▶ REQUEST 1
Translate this sentence from the text on the plan to fund the island trolley into Spanish: "The plan also called for providing sponsorships for naming rights on each of the trolleys, which could raise another $40,000."
▶ REQUEST 2
Extend the article on the island trolley funding plan, picking up after its final sentence.

▶ TEXT UNDER STUDY
The document Teitelbaum handed out estimated collecting between $18,250 a year at $10 a day to $182,500 a year at $100 a day from each of the five buses.
The plan also called for providing sponsorships for naming rights on each of the trolleys, which could raise another $40,000.
A donor program was another method suggested to raise funds, with an expected total of $11,500.
The most ambitious project the Save Our Trolley group offered was an island-wide festival like the Cortez Fishing Festival, which collects $50,000-$60,000 each year for the FISH Preserve.
“We know how to do festivals,” Teitelbaum said. “It’ll be a two-day blowout.”
The festival would include food and drink vendors, restaurant cookoff contests, arts and crafts show, auction and raffles, music and entertainment, parades, boat races, skimboard, surf-fishing and swimming contests, and many other activities.
The Save Our Trolley plan was developed after County Administrator Ed Hunzeker proposed in the 2009-10 budget to charge $1 a day to ride the trolley.
The island trolley service is funded with state and federal grant money, except for about $100,000, which is paid with $8,000 from each of the three island cities, $26,000 from the hotel bed tax, and $50,000 from county operating funds.
Hunzeker said Thursday at the public hearing considering the Save our Trolley group’s plan he would recommend the commissioners continue the $50,000 subsidy for one more year until the group can get organized to raise the funds.

▶ INFORMATION GIVEN
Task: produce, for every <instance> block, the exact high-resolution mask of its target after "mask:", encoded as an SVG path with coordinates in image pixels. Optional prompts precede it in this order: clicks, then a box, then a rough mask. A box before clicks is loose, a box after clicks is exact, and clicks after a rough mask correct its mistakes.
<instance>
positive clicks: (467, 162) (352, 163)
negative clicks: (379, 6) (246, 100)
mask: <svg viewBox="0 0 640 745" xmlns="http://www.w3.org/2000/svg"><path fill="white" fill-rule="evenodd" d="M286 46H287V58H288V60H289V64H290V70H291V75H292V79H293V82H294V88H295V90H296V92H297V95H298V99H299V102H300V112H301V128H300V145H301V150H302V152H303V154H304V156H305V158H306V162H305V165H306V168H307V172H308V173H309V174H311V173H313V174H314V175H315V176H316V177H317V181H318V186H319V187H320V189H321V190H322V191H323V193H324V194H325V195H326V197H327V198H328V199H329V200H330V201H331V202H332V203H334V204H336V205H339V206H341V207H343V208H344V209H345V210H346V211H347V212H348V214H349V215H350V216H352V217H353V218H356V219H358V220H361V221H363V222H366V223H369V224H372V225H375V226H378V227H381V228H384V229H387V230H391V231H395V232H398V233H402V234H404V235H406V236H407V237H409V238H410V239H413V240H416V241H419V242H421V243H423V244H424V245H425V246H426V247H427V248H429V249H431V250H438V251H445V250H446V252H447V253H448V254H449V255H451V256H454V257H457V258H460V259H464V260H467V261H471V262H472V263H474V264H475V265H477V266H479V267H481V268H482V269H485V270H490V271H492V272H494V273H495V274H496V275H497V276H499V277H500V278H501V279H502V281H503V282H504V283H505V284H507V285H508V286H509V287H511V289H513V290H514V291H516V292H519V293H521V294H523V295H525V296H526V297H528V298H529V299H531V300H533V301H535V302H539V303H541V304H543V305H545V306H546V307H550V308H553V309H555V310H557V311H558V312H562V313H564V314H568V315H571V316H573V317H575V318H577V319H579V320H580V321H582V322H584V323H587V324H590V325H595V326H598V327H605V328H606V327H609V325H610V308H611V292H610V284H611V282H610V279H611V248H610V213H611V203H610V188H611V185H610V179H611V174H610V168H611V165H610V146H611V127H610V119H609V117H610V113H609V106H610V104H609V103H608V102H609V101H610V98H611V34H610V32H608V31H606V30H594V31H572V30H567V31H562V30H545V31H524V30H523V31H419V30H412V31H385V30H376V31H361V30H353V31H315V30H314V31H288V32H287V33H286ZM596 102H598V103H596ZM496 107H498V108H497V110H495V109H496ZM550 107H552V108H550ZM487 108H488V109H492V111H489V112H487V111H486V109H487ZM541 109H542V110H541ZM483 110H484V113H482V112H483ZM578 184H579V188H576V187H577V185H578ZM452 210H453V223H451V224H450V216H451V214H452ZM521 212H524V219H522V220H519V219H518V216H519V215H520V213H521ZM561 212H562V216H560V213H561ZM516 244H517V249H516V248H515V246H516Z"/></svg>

▶ EXERCISE ANSWER 1
El plan también contemplaba ofrecer patrocinios por los derechos de nombre de cada uno de los tranvías, lo que podría recaudar otros 40.000 dólares.

▶ EXERCISE ANSWER 2
If the island group can raise $60,000 for the 2010-11 budget, the county administrator said he would recommend the Tourist Development Council increase its contribution to $40,000 to make up the $100,000 shortfall, based on the reported 40 percent of the trolley ridership being tourists.
Three other residents spoke at the public hearing, voicing their concerns about budget cuts and fee increases.
Dr. Craig Trigueiro, who serves on the Sheriff’s Advisory Board, said he would like the commissioners to increase the budget for the Manatee County Sheriff’s Office.
“Public safety comes before parks, libraries or landscaping in medians,” Trigueiro said. “I don’t think you need to raise taxes, I think you need to make cuts in other areas of government.”
Linda Jentsch was concerned about the proposed increase in fees for the tennis center, while Deborah Porter, who worked for the county for 35 years before retiring, asked the commissioners not to raise the amount retirees have to pay for the premiums on their health care plans.